**Input records:**
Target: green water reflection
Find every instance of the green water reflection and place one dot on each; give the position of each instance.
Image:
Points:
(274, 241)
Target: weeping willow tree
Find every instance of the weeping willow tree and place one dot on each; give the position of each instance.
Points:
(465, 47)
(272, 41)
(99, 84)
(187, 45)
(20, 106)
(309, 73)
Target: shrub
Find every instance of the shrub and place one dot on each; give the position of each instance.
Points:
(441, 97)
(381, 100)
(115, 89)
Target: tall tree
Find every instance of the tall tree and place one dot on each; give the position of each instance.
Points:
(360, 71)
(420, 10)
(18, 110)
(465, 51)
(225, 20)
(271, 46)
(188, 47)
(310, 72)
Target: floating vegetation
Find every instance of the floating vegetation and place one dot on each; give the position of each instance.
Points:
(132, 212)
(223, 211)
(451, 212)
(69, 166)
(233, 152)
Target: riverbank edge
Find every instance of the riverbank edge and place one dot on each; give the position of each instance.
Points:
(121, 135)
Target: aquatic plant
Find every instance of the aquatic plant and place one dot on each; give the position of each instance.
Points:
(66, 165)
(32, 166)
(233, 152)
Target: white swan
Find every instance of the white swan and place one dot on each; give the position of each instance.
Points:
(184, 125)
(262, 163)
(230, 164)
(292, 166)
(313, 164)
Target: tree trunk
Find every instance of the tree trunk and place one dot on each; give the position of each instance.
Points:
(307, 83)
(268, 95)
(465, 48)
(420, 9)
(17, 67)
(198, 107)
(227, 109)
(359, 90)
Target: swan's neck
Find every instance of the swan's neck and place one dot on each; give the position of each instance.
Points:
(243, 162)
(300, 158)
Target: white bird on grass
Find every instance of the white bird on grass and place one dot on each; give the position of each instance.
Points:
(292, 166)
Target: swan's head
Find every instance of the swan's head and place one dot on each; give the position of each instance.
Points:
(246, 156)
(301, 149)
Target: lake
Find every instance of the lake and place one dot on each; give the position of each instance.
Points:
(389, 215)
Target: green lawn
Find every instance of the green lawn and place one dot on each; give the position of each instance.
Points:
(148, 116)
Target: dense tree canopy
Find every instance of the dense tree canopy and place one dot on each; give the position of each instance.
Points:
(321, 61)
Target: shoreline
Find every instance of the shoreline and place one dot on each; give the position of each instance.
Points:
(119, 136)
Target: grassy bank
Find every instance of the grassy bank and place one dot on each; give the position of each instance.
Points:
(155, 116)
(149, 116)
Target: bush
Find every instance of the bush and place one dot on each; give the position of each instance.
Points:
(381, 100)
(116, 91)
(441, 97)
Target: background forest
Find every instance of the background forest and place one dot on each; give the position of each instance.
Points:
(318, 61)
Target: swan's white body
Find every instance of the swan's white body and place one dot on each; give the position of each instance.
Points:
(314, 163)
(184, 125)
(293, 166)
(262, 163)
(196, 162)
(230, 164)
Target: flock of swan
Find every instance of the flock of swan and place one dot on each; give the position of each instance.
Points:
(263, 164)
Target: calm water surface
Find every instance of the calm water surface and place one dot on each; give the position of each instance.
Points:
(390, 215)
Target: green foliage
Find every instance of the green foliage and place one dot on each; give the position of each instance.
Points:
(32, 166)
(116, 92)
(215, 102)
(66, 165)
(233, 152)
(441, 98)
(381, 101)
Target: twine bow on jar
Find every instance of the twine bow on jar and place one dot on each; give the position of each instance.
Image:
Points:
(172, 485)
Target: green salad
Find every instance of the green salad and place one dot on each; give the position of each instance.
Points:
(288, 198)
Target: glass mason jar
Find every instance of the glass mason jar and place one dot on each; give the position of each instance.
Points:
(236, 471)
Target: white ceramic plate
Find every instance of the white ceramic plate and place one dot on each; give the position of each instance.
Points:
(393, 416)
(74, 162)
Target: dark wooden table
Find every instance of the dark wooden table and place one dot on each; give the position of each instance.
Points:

**Problem details:** Within the material above, the line with "Find every instance of the flock" opens the range and the line with "Find every instance of the green foliage" closes it; reproduce that range word for word.

**Exercise result:**
Find every instance of the flock of swan and place one dot on each; give the position of each instance.
Points:
(263, 164)
Target: calm water surface
Find every instance of the calm water surface and place one dot on each; give the position of each instance.
Points:
(390, 215)
Target: green foliage
Find every instance of the green foliage and place one dot on each; give the position of each instance.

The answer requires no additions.